A block of data
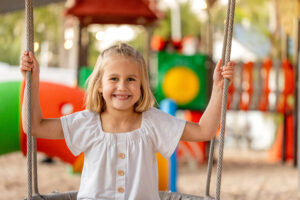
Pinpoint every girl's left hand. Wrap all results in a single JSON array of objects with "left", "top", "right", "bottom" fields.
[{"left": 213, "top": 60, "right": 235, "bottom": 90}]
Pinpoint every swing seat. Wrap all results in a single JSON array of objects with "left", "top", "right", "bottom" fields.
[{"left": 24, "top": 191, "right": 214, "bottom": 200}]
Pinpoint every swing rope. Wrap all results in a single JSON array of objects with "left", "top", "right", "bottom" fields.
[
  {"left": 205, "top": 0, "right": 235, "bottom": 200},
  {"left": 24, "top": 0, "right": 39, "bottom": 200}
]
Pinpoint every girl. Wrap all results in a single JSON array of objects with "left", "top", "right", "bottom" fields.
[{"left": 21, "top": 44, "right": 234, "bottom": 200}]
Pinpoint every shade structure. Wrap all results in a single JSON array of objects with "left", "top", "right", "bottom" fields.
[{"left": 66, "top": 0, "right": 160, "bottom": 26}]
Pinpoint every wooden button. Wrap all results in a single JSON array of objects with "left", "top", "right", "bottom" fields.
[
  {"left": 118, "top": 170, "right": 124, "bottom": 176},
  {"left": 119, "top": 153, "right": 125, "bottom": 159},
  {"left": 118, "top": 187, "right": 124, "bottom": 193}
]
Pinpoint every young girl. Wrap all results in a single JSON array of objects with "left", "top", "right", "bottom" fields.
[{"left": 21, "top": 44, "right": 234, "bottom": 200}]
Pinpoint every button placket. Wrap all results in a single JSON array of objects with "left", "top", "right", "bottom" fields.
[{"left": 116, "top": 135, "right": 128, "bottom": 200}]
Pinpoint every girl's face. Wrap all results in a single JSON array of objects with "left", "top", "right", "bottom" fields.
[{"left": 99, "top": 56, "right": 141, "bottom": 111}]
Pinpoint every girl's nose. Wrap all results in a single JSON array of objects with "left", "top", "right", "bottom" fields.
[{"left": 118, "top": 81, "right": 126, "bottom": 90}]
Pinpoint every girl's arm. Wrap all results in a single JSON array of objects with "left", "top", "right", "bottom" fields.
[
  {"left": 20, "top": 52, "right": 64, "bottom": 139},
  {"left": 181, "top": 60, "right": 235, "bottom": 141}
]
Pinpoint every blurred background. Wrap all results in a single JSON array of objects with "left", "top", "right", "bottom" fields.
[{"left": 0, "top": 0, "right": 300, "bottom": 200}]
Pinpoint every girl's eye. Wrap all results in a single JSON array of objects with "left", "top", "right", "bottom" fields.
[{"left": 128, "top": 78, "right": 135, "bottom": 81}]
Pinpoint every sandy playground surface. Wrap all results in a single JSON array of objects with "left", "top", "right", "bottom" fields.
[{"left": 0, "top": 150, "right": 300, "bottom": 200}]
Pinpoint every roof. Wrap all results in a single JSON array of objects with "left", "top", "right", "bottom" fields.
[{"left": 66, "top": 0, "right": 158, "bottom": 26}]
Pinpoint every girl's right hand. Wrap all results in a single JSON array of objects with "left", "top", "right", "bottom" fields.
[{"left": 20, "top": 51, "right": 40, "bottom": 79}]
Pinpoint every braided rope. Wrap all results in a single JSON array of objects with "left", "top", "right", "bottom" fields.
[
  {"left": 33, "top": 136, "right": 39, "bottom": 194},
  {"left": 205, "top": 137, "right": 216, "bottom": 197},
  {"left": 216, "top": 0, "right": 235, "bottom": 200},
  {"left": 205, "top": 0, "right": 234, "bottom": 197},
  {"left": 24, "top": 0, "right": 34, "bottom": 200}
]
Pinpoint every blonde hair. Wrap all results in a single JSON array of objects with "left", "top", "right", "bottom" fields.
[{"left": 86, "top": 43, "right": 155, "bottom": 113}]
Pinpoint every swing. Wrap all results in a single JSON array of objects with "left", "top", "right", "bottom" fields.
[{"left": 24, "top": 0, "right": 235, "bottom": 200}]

...

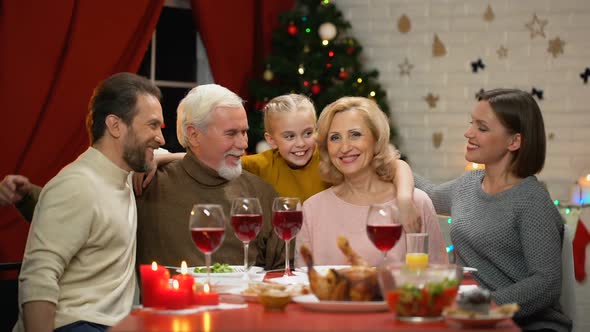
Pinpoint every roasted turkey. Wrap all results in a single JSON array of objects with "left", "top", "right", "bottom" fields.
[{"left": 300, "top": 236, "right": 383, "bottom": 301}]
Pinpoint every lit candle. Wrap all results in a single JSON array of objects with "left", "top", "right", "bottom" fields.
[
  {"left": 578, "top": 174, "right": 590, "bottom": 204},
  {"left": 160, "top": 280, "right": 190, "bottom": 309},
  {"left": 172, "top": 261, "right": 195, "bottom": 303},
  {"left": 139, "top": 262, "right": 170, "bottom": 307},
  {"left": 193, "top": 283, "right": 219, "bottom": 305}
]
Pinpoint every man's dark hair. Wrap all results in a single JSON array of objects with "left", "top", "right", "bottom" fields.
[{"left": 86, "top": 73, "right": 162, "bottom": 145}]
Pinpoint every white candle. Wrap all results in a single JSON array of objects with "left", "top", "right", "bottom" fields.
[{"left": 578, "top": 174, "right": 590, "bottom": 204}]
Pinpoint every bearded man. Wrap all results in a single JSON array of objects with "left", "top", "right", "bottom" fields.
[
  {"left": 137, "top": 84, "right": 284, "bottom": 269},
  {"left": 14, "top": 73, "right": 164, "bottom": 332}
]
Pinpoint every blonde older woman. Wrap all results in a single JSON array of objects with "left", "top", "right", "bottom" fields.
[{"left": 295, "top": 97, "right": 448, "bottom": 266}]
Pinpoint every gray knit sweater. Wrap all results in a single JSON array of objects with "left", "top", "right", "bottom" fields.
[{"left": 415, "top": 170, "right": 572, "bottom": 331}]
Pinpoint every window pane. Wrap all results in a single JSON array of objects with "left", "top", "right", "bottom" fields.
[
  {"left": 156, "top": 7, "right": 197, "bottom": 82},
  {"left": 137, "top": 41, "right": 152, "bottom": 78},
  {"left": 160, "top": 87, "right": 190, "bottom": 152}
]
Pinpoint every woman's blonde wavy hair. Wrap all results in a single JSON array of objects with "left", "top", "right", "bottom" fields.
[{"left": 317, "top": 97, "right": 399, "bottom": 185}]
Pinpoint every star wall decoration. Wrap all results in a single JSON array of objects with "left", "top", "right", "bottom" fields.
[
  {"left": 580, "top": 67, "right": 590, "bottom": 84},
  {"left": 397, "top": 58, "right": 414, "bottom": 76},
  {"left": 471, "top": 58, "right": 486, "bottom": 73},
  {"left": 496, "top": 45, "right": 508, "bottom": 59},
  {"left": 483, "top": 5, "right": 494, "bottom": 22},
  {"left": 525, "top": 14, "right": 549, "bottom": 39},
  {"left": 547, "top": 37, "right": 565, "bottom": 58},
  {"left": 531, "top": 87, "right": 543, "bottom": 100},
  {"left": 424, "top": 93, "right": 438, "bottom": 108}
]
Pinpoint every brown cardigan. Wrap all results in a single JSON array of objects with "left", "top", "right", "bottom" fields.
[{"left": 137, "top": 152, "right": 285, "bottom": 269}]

### REQUIRED TASK
Please list every line above that contains the string "hand", matching case exactly.

### SOLUTION TO THIS TASK
Pinpoint every girl's left hand. Wrap all results in a single JSON array of objects with "left", "top", "right", "bottom" fields.
Pinpoint every girl's right hand. Wrap all results in a single JSON array of objects with "left", "top", "right", "bottom" fields.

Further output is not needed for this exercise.